Task brief>
Duplicate the lines of the records below verbatim, covering every record.

(Point annotation data)
* * * *
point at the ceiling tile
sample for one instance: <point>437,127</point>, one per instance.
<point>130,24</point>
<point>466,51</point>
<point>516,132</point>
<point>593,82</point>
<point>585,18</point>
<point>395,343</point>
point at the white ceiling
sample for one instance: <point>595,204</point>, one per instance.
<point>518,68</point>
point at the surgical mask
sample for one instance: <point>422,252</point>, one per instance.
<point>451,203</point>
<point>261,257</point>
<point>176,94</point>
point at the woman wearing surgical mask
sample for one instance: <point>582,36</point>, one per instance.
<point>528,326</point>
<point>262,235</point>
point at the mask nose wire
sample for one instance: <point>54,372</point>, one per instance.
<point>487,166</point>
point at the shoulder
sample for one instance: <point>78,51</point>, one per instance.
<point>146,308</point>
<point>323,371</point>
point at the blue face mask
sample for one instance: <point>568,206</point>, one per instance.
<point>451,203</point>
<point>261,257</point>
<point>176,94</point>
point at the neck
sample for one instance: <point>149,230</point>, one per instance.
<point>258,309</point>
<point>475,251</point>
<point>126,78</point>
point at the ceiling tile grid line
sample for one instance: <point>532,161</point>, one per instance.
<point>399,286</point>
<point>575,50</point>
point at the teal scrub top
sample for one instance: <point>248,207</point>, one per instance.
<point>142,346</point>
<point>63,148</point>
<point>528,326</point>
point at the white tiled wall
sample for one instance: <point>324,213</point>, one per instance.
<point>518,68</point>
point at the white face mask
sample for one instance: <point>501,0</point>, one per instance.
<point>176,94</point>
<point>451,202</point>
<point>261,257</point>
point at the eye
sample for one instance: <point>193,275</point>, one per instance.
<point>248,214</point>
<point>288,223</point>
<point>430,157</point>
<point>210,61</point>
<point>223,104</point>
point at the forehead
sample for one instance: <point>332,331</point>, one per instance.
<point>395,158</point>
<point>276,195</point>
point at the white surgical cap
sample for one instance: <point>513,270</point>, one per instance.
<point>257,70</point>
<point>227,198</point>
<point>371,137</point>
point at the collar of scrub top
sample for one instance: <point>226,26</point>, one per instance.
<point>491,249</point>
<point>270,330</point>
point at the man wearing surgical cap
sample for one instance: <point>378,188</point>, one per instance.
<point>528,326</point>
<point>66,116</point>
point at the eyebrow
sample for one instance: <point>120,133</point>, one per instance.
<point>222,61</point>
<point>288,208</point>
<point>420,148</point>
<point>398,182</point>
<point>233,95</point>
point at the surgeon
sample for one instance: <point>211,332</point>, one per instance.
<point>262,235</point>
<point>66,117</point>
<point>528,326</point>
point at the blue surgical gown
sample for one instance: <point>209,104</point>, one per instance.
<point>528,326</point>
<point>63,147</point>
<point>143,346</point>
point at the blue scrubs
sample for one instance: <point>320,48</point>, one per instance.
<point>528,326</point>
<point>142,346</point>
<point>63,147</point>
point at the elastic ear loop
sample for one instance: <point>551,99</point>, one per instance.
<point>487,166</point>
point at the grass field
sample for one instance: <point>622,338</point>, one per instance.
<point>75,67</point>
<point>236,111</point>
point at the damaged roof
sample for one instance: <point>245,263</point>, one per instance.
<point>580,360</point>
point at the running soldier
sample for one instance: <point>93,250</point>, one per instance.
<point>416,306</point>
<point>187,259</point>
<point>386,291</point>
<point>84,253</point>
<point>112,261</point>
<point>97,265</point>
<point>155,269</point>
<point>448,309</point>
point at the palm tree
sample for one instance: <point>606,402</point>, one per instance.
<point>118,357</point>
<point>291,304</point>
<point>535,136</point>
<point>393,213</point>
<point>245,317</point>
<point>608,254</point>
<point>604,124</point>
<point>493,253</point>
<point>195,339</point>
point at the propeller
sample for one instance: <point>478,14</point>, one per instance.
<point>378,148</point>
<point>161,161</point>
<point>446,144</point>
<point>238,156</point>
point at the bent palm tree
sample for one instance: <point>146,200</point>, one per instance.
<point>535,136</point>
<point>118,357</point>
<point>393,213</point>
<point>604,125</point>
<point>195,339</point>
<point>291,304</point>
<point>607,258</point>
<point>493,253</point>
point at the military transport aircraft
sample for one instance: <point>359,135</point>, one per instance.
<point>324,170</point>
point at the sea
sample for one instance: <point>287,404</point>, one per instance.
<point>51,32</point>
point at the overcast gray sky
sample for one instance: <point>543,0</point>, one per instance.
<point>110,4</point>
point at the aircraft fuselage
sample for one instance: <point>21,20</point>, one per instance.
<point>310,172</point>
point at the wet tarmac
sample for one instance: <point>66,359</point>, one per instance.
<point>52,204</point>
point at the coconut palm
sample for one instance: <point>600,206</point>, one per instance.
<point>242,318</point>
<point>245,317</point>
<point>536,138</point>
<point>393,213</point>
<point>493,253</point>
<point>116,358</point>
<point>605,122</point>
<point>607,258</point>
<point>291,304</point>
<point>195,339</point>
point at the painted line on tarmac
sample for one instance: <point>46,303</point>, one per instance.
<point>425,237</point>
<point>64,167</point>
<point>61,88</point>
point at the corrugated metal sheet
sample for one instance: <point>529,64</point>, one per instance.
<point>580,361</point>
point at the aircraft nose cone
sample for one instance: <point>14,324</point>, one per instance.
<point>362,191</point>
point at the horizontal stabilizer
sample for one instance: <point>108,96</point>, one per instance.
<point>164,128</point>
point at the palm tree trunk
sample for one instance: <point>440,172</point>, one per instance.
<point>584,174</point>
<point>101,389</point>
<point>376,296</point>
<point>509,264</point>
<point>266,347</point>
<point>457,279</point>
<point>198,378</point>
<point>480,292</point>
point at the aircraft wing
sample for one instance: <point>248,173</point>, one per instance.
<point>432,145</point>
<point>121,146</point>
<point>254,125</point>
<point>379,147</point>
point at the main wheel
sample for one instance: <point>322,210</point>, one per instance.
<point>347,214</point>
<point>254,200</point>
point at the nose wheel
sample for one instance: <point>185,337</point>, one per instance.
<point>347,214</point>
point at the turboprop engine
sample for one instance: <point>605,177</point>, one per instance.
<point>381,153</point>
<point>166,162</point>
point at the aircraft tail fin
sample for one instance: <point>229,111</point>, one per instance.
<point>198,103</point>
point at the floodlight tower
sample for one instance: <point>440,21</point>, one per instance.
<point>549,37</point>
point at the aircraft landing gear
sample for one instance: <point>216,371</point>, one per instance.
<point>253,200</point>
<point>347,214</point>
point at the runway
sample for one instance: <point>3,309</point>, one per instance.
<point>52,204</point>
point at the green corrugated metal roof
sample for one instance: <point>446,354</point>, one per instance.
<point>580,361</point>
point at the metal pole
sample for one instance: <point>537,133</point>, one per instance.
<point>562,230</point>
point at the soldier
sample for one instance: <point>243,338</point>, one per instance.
* * * *
Task output>
point at the ceiling tile
sample for one instance: <point>437,127</point>, one per instance.
<point>130,24</point>
<point>466,51</point>
<point>516,132</point>
<point>593,82</point>
<point>585,18</point>
<point>395,343</point>
point at the white ceiling
sample for one instance: <point>595,204</point>, one per instance.
<point>518,68</point>
point at the surgical mask
sample for one instance: <point>422,252</point>, one per instance.
<point>451,203</point>
<point>261,257</point>
<point>176,94</point>
point at the woman wearing surgical mask
sample for one instance: <point>582,36</point>, one per instance.
<point>528,326</point>
<point>262,235</point>
point at the mask nose wire
sample for one instance: <point>54,372</point>, one per instance.
<point>487,166</point>
point at the shoulder
sample for one instance: <point>78,51</point>, one per instance.
<point>146,308</point>
<point>323,371</point>
point at the blue face mask
sample for one instance: <point>568,206</point>, one per instance.
<point>451,203</point>
<point>261,257</point>
<point>176,94</point>
point at the neck
sample for one instance: <point>149,230</point>, one per instance.
<point>258,309</point>
<point>475,251</point>
<point>126,78</point>
point at the ceiling tile grid line
sample for one instance: <point>532,161</point>, one per instance.
<point>399,286</point>
<point>575,50</point>
point at the teal scrub top
sample for one instance: <point>248,207</point>, one per instance.
<point>142,346</point>
<point>63,148</point>
<point>528,326</point>
point at the white tiled wall
sample for one instance: <point>324,213</point>, one per instance.
<point>518,68</point>
point at the white face mask
sample for one instance: <point>501,0</point>, one per instance.
<point>176,94</point>
<point>451,202</point>
<point>261,257</point>
point at the eye
sample for one instance: <point>193,275</point>, one per instance.
<point>248,214</point>
<point>288,223</point>
<point>430,157</point>
<point>210,61</point>
<point>223,104</point>
point at the forehead
sample for one instance: <point>332,331</point>, one per instance.
<point>395,158</point>
<point>276,195</point>
point at the white surgical cap
sample for one instance: <point>513,270</point>, one per instance.
<point>257,70</point>
<point>227,198</point>
<point>371,137</point>
point at the collar of scrub top
sample for one instance: <point>226,26</point>, one per instance.
<point>491,249</point>
<point>270,330</point>
point at the man wearing surgical cap
sample for one instance: <point>378,188</point>, one per instance.
<point>528,326</point>
<point>66,116</point>
point at the eyebrow
sample for one instance: <point>120,133</point>, one per instance.
<point>222,61</point>
<point>288,208</point>
<point>420,148</point>
<point>398,182</point>
<point>233,95</point>
point at the surgeon
sample for one instance: <point>211,332</point>, one per instance.
<point>262,235</point>
<point>66,117</point>
<point>528,326</point>
point at the blue surgical gown
sample for one instance: <point>209,104</point>, one per instance.
<point>528,326</point>
<point>63,147</point>
<point>143,346</point>
point at the blue scrubs
sample for one instance: <point>320,48</point>, one per instance.
<point>528,326</point>
<point>142,346</point>
<point>63,147</point>
point at the elastic ear loop
sample for one instance: <point>551,99</point>, one per instance.
<point>487,166</point>
point at the grass field
sample for one instance: <point>622,338</point>, one per instance.
<point>75,67</point>
<point>236,111</point>
point at the damaged roof
sample for one instance: <point>245,263</point>, one per instance.
<point>580,360</point>
point at the running soldier
sample for one instance: <point>93,250</point>, one per instance.
<point>416,306</point>
<point>187,259</point>
<point>386,291</point>
<point>84,253</point>
<point>112,261</point>
<point>97,265</point>
<point>155,269</point>
<point>448,309</point>
point at the palm tree
sample for one instance: <point>606,402</point>, one per instance.
<point>118,357</point>
<point>291,304</point>
<point>535,136</point>
<point>393,213</point>
<point>245,317</point>
<point>608,254</point>
<point>604,124</point>
<point>493,253</point>
<point>195,339</point>
point at the propeller
sample for one instance: <point>478,14</point>, one per instance.
<point>378,148</point>
<point>161,161</point>
<point>446,144</point>
<point>238,156</point>
point at the bent palm tree
sample for one instance: <point>146,200</point>, one per instance.
<point>535,136</point>
<point>118,357</point>
<point>393,213</point>
<point>604,125</point>
<point>195,339</point>
<point>291,304</point>
<point>607,258</point>
<point>493,253</point>
point at the military transport aircraft
sample for one instance: <point>359,135</point>, one per instance.
<point>324,170</point>
point at the sea
sample for one instance: <point>287,404</point>, one per instance.
<point>51,32</point>
point at the overcast gray sky
sample for one instance: <point>543,0</point>, one per instance.
<point>110,4</point>
point at the aircraft fuselage
sample for one instance: <point>21,20</point>, one per instance.
<point>310,172</point>
point at the wet tarmac
sample for one instance: <point>66,359</point>, one per instance.
<point>52,204</point>
point at the coconut palm
sample for one instance: <point>600,206</point>, one per instance.
<point>242,318</point>
<point>245,317</point>
<point>536,138</point>
<point>393,213</point>
<point>493,253</point>
<point>116,358</point>
<point>605,122</point>
<point>607,258</point>
<point>291,304</point>
<point>195,339</point>
point at the painted line on tarmac
sample for one instance: <point>46,303</point>, one per instance.
<point>425,237</point>
<point>64,167</point>
<point>61,88</point>
point at the corrugated metal sheet
sample for one instance: <point>529,64</point>, one per instance.
<point>580,361</point>
point at the aircraft nose cone
sample for one instance: <point>14,324</point>, one per instance.
<point>362,191</point>
point at the horizontal stabilizer
sample for one instance: <point>108,96</point>, one per instance.
<point>164,128</point>
point at the palm tree trunk
sample for one instance: <point>440,172</point>, one per instance.
<point>584,174</point>
<point>101,389</point>
<point>376,296</point>
<point>509,264</point>
<point>266,347</point>
<point>457,279</point>
<point>198,378</point>
<point>480,292</point>
point at the aircraft wing
sample for one instance: <point>248,173</point>, one per instance.
<point>432,145</point>
<point>121,146</point>
<point>254,125</point>
<point>379,147</point>
point at the main wheel
sample for one instance: <point>322,210</point>, one per instance.
<point>347,214</point>
<point>254,200</point>
point at the nose wheel
sample for one instance: <point>185,337</point>, one per instance.
<point>347,214</point>
point at the turboprop engine
sample for one instance: <point>605,177</point>, one per instance.
<point>381,153</point>
<point>166,162</point>
point at the aircraft tail fin
sample for one instance: <point>229,111</point>, one per instance.
<point>198,103</point>
point at the floodlight tower
sample for one instance: <point>440,21</point>, one per instance.
<point>549,37</point>
point at the aircraft landing gear
sample for one instance: <point>216,371</point>, one per instance.
<point>253,200</point>
<point>347,214</point>
point at the runway
sample for one instance: <point>3,309</point>, one per instance.
<point>52,204</point>
point at the green corrugated metal roof
sample for one instance: <point>446,354</point>, one per instance.
<point>580,361</point>
point at the metal pole
sample for one instance: <point>537,133</point>, one per instance.
<point>562,230</point>
point at the soldier
sample for one instance: <point>243,338</point>, one per instance.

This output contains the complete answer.